*** Extracted information Section Begins ***

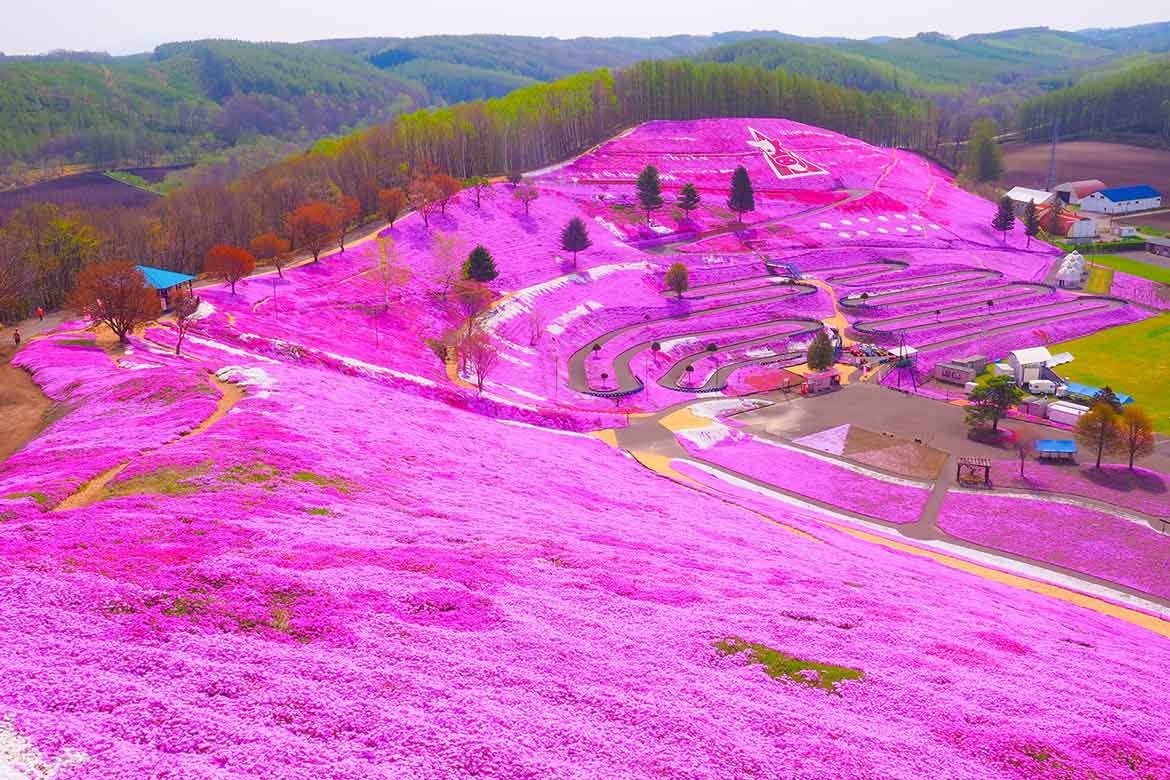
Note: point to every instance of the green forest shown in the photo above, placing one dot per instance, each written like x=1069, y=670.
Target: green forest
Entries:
x=190, y=101
x=1135, y=101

*** Extracted information Section Ends ***

▸ **What is expected**:
Tally the lines above that contain the word "green", and reply with only the number.

▸ **Response to the task**:
2